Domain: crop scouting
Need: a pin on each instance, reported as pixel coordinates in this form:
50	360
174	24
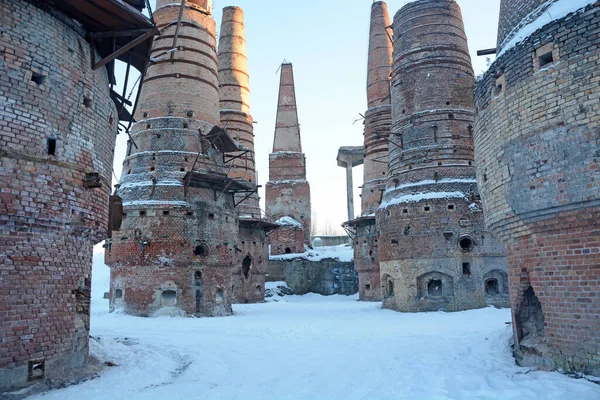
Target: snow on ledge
414	198
558	10
430	182
289	221
342	253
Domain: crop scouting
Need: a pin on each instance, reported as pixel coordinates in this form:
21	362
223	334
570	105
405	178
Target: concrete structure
57	133
326	277
178	245
434	251
234	89
378	120
348	158
288	191
537	152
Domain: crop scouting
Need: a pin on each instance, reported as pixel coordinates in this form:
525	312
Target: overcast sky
327	42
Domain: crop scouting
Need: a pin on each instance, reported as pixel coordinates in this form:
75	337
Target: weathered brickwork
57	124
434	251
366	259
378	120
287	191
537	146
176	249
516	13
234	92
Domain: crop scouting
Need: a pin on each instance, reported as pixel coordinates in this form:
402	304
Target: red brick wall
538	175
48	220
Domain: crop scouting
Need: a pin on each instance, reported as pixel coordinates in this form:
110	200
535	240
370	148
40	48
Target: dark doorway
246	266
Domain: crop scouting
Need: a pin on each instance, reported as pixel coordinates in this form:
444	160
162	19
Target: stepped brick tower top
287	128
380	56
178	235
288	192
434	252
378	115
234	81
234	92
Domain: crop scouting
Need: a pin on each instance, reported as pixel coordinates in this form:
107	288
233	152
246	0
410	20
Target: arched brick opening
246	264
529	319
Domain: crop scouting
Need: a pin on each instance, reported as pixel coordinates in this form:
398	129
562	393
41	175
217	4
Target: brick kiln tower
378	120
434	252
177	246
537	148
234	89
288	191
57	137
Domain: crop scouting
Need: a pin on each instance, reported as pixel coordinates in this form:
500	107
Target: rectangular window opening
546	59
466	268
38	79
51	146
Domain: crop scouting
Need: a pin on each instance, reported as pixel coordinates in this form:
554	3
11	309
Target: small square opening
466	268
546	59
38	79
51	146
36	370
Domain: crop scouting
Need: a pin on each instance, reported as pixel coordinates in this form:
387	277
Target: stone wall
537	147
57	125
324	277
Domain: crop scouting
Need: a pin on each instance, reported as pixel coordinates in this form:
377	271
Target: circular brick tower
56	146
434	252
378	120
176	249
537	147
234	89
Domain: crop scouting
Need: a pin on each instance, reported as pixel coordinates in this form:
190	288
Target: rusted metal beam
486	52
125	49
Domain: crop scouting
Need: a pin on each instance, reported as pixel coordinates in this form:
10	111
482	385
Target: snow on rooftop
155	203
343	253
289	221
414	198
556	11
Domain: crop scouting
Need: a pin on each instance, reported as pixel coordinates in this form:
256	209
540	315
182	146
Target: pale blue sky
327	43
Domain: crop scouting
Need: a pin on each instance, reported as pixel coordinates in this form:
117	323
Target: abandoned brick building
177	248
58	125
537	147
434	251
234	88
288	191
378	119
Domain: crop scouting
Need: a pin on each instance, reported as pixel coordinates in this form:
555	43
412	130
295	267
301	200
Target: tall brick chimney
378	119
434	251
288	191
177	246
234	90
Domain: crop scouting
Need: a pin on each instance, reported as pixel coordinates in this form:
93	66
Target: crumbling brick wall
434	251
537	149
176	249
57	124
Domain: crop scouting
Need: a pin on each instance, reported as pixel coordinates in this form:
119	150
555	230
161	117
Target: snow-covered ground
312	347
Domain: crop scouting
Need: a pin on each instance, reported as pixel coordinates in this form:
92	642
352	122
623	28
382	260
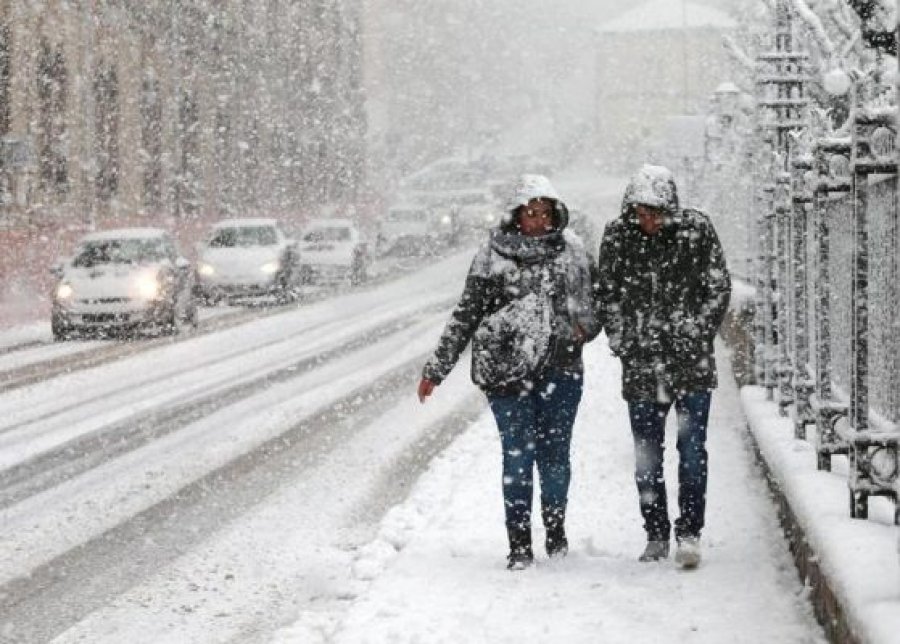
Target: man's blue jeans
648	420
536	427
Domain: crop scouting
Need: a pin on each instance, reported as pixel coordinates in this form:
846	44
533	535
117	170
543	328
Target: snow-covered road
254	482
436	571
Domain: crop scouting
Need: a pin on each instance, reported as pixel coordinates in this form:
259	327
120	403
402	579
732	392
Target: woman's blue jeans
648	420
536	428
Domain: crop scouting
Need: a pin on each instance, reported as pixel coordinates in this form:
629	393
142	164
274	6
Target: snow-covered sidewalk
859	558
436	573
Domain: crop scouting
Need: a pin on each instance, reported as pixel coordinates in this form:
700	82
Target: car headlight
148	287
884	465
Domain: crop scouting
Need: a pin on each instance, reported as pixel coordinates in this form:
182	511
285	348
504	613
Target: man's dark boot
555	526
656	550
520	554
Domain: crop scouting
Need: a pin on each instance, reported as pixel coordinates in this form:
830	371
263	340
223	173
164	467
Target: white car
247	257
331	249
411	228
123	279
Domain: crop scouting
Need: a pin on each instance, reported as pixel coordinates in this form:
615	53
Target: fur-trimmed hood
534	186
653	186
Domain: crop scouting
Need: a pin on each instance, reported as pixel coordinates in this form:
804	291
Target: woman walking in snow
527	307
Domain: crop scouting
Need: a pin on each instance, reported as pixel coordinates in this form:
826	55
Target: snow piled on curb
859	557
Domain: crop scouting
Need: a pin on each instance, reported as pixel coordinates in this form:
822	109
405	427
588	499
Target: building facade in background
664	58
176	108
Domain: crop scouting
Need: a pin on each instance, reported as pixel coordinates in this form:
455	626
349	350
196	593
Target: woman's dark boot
554	524
520	554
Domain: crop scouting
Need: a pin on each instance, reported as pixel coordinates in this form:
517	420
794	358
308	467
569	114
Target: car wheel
58	329
192	314
358	273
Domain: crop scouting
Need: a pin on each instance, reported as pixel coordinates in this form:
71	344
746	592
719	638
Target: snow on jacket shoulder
519	306
662	299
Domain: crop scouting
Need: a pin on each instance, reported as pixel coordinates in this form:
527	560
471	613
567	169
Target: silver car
332	250
123	279
247	257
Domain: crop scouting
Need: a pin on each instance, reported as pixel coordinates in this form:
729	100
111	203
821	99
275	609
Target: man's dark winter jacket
662	297
553	272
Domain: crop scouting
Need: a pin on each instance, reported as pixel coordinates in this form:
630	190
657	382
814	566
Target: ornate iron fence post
832	160
801	199
873	452
782	101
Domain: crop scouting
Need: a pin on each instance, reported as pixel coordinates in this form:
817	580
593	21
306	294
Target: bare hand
580	335
426	388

Brief: Write out each line again precisely as it appears, skipping every picture.

Exercise output:
Domain: crop scouting
Need: a pin on each instance, reported as pixel coordinates in this form:
50	360
174	24
Target: snow on ledge
414	198
558	10
430	182
289	221
342	253
Domain: crop scouting
Need: a pin on each instance, reported as pixel coordinates in this form:
21	362
223	334
570	105
405	178
Target: concrete structure
57	133
326	277
178	245
434	251
234	89
378	120
348	158
288	191
537	152
Domain: crop scouting
Need: a pin on each instance, reported as pixel coordinates in this form:
525	312
Target: overcast sky
327	42
Domain: crop scouting
Need: a pin on each instance, reported as pixel coordinates in this form:
75	337
Target: weathered brickwork
57	124
434	251
366	259
378	120
287	191
537	146
176	249
516	13
234	92
Domain: crop scouting
Need: a pin on each instance, reported as pixel coordinates in this form:
402	304
Target: red brick wall
538	175
48	220
Domain: crop scouting
Need: a pin on each instance, reported as pixel coordinates in this form:
110	200
535	240
370	148
40	48
Target: dark doorway
246	266
Domain: crop scouting
Need: a pin on each instance, reported as pixel coordinates in this form:
444	160
162	19
Target: stepped brick tower top
287	128
380	56
178	235
288	192
434	252
378	115
234	81
234	92
Domain: crop scouting
Need: a pin on each instance, reported as pixel coordinates in this form:
107	288
233	152
246	0
410	20
Target: arched brick opening
246	264
529	319
Domain: crop scouting
Need: a pin on each instance, reported as pixel coordinates in this form:
398	129
562	393
41	175
217	4
Target: brick kiln tower
378	120
434	252
177	246
537	148
234	89
288	191
57	137
Domain: crop scouting
Need: a pin on each instance, reported as pixel coordinates in this form:
500	107
Target: rectangular window opening
546	59
466	268
38	79
51	146
Domain: crop scouting
Need: a pin on each instance, reported as pixel coordinates in this form:
554	3
11	309
Target: small square opening
466	268
546	59
38	79
51	146
36	370
Domain: crop scouting
Need: a pin on each instance, reported as pixel coordinates in this form:
387	277
Target: stone wall
537	147
57	125
324	277
Domain: crop scouting
Need: a pin on each instance, reported as pixel coordinates in this form:
377	271
Target: circular brick tower
56	146
434	252
378	120
176	249
537	147
234	89
Domain: crop scouting
Need: a pin on each instance, reported as pixel coordinates in this form:
190	288
Target: rusted metal beam
486	52
125	49
Domain: crop scouting
Need: a pin on each instance, reported as pixel coordinates in this form:
10	111
482	385
Target: snow on rooftop
155	203
343	253
289	221
414	198
556	11
Domain: crop scouting
Need: a pin on each instance, reported as pixel coordinates in this form:
256	209
540	315
182	146
Target: pale blue sky
327	43
Domain: crop scouting
Need: a pin on each instance, reported as pixel coordinates in this form:
117	323
Target: abandoned brick building
177	248
58	125
537	147
434	251
234	88
288	191
378	119
Domain: crop scouting
Need: a pin on each instance, reported as pixel coordinates in this form:
555	43
412	130
295	267
301	200
Target: tall brick chimney
378	119
434	251
288	191
177	246
234	90
Domain: crop scouting
Need: a pin on each instance, reported as pixel coordinates in this form:
93	66
Target: crumbling brick wall
434	251
537	149
176	249
57	124
Domain: crop scouting
Need: a pin on each instance, reported as pixel coordinates in this form:
119	150
555	230
161	117
Target: snow-covered ground
312	347
Domain: crop scouting
Need: a pin on each instance, reported as pixel coordinates in this form:
92	642
352	122
623	28
382	260
Target: man's blue jeans
648	420
536	427
Domain: crop scouting
Need: a pin on each instance, reported as pixel coordinates in this form:
846	44
533	535
117	170
543	328
Target: snow-covered road
254	482
436	571
Domain: crop scouting
Need: a pin on each instance, reported as pixel coordinates in this form:
259	327
120	403
402	579
732	392
Target: woman's blue jeans
648	420
536	428
Domain: crop scouting
Need: a pin on each instance, reported as pixel coordinates in this form:
629	393
142	164
274	6
Target: snow-covered sidewalk
859	558
436	573
Domain: crop scouting
Need: a pin on each instance, reported as pixel coordinates in this form:
700	82
Target: car headlight
148	287
884	465
Domain: crop scouting
Need: a pin on each instance, reported as pixel coordinates in this form:
182	511
285	348
504	613
Target: man's dark boot
555	526
656	550
520	554
Domain: crop scouting
Need: a pin on each instance, reported as pixel coordinates in this form:
830	371
263	340
223	173
164	467
Target: white car
247	257
331	249
411	228
123	279
Domain: crop scouting
Need: a pin on each instance, reported as pixel coordinates in this form:
615	53
Target: fur-trimmed hood
534	186
653	186
Domain: crop scouting
Need: a pin on each instance, reported as pixel coordinates in this form:
804	291
Target: woman walking in snow
527	307
Domain: crop scouting
Need: a pin on each instance, reported as pixel coordinates in this form:
826	55
Target: snow piled on curb
859	557
Domain: crop scouting
Need: a pin on each instance, reported as pixel coordinates in this form:
822	109
405	427
588	499
Target: building facade in background
664	58
176	108
Domain: crop scouting
Need: a pin on each instance, reported as pixel coordinates in this form:
455	626
349	350
196	593
Target: woman's dark boot
554	524
520	554
Domain: crop scouting
Need: a pin on each instance, reported as pixel coordinates in this form:
517	420
794	358
308	467
569	114
Target: car wheel
58	329
192	314
358	273
Domain: crop scouting
Need: a pin on each instance, reported as pixel coordinates in this form:
71	344
746	592
719	638
Target: snow on jacket shoulder
519	306
662	299
Domain: crop scouting
Need: a pin on each instance, reported as pixel coordinates in this form:
527	560
471	613
567	169
Target: silver car
332	250
123	279
247	257
Domain: crop scouting
Need: a pin on each instance, reported as pixel coordinates in this form:
729	100
111	203
821	99
275	609
Target: man's dark winter jacket
662	297
553	272
Domain: crop scouting
Need: a pin on each instance, reported as pixel coordinates in this form:
630	190
657	382
814	566
Target: ornate iron fence post
832	160
801	199
873	452
782	101
Domain: crop scouting
Need: a pin on each instance, reported as pixel coordinates in this form:
817	580
593	21
306	294
Target: bare hand
580	335
426	388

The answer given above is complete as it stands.